**What the exercise asks**
Reproduce every line of the material below, but drop the pictures.

================================

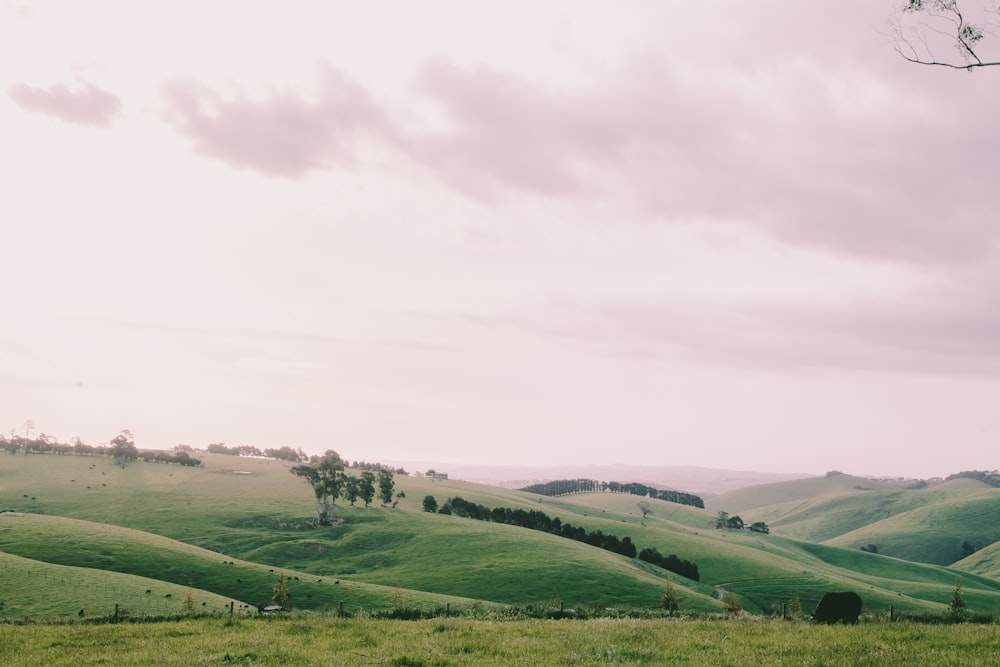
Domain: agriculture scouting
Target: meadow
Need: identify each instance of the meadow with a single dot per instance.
(318, 640)
(228, 530)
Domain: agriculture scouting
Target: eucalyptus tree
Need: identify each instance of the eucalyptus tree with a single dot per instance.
(947, 33)
(326, 477)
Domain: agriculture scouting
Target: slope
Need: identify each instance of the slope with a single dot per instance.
(42, 591)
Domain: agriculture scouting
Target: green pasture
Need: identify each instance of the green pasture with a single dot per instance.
(232, 526)
(298, 640)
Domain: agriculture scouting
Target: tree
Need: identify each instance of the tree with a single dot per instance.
(279, 595)
(326, 477)
(957, 603)
(187, 604)
(927, 28)
(386, 485)
(669, 599)
(123, 449)
(430, 504)
(732, 604)
(366, 487)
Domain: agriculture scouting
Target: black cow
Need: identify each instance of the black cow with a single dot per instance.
(844, 607)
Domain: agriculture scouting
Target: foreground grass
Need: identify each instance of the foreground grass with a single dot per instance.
(328, 640)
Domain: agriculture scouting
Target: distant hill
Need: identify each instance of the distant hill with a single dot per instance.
(941, 522)
(232, 526)
(692, 479)
(747, 498)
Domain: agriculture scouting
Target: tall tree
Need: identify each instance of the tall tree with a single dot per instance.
(326, 477)
(386, 485)
(123, 448)
(366, 487)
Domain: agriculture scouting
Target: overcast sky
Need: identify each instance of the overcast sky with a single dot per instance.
(743, 235)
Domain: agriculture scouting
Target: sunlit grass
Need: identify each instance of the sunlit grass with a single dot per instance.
(328, 641)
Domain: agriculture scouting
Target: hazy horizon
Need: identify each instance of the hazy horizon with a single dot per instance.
(745, 236)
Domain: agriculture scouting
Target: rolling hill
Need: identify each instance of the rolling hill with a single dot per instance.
(231, 527)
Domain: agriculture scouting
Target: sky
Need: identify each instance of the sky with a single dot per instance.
(736, 235)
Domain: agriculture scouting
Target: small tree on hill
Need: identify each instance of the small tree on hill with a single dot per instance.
(280, 594)
(669, 599)
(122, 448)
(386, 485)
(188, 603)
(732, 604)
(399, 496)
(957, 604)
(366, 487)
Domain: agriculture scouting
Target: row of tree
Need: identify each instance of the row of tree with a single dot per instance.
(284, 453)
(725, 522)
(121, 448)
(563, 487)
(329, 481)
(535, 520)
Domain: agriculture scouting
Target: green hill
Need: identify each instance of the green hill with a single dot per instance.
(37, 590)
(232, 526)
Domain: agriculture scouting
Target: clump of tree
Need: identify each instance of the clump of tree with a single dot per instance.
(563, 487)
(329, 480)
(672, 563)
(945, 33)
(180, 457)
(326, 477)
(122, 448)
(430, 504)
(279, 595)
(725, 522)
(536, 520)
(957, 604)
(669, 600)
(990, 477)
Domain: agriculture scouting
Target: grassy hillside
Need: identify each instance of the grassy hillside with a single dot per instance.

================================

**Completed exercise**
Domain: agriculture scouting
Target: meadow
Need: identify each instance of the meadow with a single dot per instance.
(318, 640)
(228, 530)
Domain: agriculture scouting
Target: eucalyptus tree
Need: identify each instance of the eucalyptus tree with a single dot per instance.
(947, 33)
(326, 477)
Domain: agriculture scouting
Target: slope
Need: identify each instance of the slope with a single dot per instance.
(42, 591)
Domain: agriculture scouting
Target: green pasture
Need: identify each instance of the green pasture with a single dot per instance.
(232, 526)
(298, 640)
Domain: agriculture scouting
Target: tree
Need: identify each instance of the tree with a single dot per instance.
(279, 595)
(326, 477)
(957, 603)
(187, 604)
(927, 28)
(386, 485)
(669, 599)
(123, 449)
(430, 504)
(732, 604)
(366, 487)
Domain: agriculture scouting
Target: black cow
Need: identify each instance of the black cow with a single dot per instance.
(844, 607)
Domain: agriculture scouting
Target: foreground grass
Need: identify each instance of the foreground grass with a single dot per instance.
(328, 640)
Domain: agriculture scouting
Target: distant hill
Need: identify each instance of the distant hill with a single dot per instance.
(941, 522)
(232, 526)
(692, 479)
(747, 498)
Domain: agriculture scouting
Target: tall tree
Need: identify each instance of the tall tree with a single dot per instance.
(326, 477)
(386, 485)
(123, 448)
(366, 487)
Domain: agriculture scouting
Target: overcast sky
Need: identify each instance of the overcast sky with a single dot per instance.
(743, 235)
Domain: agriculture scouting
Target: sunlit grass
Need: identify each instance of the sunlit grass with a single dot per instance.
(328, 641)
Domain: agriculture scouting
Target: hazy horizon
Need: identify each instance of the hazy horizon with a single dot per instance.
(745, 236)
Domain: agriculture scouting
Target: rolling hill
Need: identify each instance of the rolling hill with a single dot per instance.
(231, 527)
Domain: agriculture scouting
Target: sky
Need: identify each instance of the sky with a single dot per instance.
(736, 235)
Domain: agriculture scouting
Target: small tree on hill
Need: identify each instance of the small tree on hill with a single dot per instance.
(280, 594)
(669, 599)
(122, 448)
(386, 485)
(188, 603)
(732, 604)
(399, 496)
(957, 604)
(366, 487)
Domain: agriculture scouting
Target: row of tree
Need: identify each instance of the row of tree with a single dot per instance.
(284, 453)
(725, 522)
(121, 448)
(563, 487)
(329, 481)
(535, 520)
Domain: agriculture scouting
Target: green hill
Need: identify each instance of the green hill with a single dot per instance.
(37, 590)
(232, 526)
Domain: agriculture scouting
Target: clump of tree
Need: identify each instance of the clump of tree with a single dot per instance.
(563, 487)
(329, 480)
(672, 563)
(945, 33)
(180, 457)
(326, 477)
(122, 448)
(430, 504)
(279, 595)
(725, 522)
(536, 520)
(957, 604)
(669, 600)
(990, 477)
Domain: agriculture scouting
Target: grassy hillside
Need: identify each instance of the grassy hillside with a single dot per instance.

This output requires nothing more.